↓

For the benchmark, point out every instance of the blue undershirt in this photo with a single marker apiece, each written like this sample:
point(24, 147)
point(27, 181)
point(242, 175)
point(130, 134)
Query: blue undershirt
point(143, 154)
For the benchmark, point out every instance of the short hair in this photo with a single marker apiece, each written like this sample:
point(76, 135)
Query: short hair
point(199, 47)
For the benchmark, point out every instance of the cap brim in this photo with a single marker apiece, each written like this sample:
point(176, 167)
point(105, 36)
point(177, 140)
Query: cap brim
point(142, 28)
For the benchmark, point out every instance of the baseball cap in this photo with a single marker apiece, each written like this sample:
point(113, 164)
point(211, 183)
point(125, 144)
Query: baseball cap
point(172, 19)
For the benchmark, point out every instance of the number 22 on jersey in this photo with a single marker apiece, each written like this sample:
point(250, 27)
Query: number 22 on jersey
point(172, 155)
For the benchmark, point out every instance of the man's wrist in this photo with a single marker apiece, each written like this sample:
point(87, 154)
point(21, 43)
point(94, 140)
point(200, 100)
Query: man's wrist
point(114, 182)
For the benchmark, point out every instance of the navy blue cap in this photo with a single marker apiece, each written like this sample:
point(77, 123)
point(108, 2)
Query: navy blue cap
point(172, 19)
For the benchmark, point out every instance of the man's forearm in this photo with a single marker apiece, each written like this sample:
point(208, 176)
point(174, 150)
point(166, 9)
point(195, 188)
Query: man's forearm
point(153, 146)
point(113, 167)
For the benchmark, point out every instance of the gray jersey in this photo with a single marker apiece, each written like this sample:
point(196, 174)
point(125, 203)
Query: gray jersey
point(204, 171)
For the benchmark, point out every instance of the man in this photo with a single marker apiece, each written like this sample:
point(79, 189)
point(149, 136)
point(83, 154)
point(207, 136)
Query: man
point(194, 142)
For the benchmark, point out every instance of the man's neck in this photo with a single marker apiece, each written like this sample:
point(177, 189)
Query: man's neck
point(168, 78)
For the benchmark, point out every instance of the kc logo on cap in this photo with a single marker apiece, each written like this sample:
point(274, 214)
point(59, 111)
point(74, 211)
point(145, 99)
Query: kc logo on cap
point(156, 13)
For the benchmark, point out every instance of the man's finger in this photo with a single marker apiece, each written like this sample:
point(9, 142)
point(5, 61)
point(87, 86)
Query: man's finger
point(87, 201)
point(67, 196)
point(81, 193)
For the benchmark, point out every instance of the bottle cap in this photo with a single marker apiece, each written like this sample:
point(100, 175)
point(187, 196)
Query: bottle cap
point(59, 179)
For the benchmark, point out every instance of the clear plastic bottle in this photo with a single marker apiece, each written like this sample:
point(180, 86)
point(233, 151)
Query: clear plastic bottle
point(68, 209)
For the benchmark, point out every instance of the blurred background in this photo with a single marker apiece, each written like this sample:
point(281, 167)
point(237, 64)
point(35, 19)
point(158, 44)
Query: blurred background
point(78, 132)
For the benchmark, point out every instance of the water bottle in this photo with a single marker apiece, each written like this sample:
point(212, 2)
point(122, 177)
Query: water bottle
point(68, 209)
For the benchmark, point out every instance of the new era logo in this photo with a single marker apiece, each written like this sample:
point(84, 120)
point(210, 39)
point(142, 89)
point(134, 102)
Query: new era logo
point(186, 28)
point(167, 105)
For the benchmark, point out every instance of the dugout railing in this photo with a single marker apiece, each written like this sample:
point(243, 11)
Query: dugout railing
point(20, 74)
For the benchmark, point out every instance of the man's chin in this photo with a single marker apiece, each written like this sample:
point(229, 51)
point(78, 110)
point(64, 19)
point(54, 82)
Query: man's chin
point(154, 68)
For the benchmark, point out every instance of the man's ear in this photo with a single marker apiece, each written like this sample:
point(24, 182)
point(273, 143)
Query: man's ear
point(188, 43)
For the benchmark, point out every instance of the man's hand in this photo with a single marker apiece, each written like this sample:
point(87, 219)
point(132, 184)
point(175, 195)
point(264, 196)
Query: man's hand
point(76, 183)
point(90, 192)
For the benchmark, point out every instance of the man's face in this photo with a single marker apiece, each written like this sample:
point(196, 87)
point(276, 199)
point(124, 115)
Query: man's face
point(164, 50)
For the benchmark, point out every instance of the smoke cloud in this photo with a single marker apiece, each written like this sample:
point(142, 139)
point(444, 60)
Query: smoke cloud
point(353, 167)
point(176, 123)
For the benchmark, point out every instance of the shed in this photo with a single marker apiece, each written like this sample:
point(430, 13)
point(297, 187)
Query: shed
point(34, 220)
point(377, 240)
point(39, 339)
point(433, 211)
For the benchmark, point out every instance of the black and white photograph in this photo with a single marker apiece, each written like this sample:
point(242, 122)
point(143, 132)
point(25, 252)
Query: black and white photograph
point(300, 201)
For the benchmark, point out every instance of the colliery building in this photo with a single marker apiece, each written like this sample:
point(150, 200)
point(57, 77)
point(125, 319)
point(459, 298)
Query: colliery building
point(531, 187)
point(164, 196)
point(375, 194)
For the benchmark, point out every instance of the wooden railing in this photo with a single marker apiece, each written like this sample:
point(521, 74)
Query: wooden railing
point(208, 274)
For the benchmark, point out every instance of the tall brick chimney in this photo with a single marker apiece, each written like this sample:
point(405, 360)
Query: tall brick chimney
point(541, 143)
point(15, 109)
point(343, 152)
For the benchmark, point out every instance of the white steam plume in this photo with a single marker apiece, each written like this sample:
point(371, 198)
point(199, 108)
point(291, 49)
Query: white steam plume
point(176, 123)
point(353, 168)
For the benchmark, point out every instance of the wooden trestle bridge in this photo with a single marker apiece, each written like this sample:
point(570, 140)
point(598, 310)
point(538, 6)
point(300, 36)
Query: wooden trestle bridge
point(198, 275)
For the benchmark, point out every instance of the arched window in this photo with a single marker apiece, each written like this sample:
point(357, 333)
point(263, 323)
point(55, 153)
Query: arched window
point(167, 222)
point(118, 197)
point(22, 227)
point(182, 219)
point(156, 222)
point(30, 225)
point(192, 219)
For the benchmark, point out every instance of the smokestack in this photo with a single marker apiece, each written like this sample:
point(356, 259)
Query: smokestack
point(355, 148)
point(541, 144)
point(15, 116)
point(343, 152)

↑

## Goal
Rewrite the records from the line containing "For the benchmark, point out every instance of the short" through the line containing "point(142, 28)", renaming "benchmark" to "evaluation" and leaving everything else unchanged.

## Written solution
For the evaluation, point out every instance of the short hair in this photo with a single marker apiece, each written like this sample:
point(76, 135)
Query: short hair
point(199, 47)
For the evaluation, point out every instance of the cap brim in this photo with a single marker apiece, each written like this sample:
point(176, 167)
point(105, 36)
point(177, 140)
Query: cap brim
point(142, 28)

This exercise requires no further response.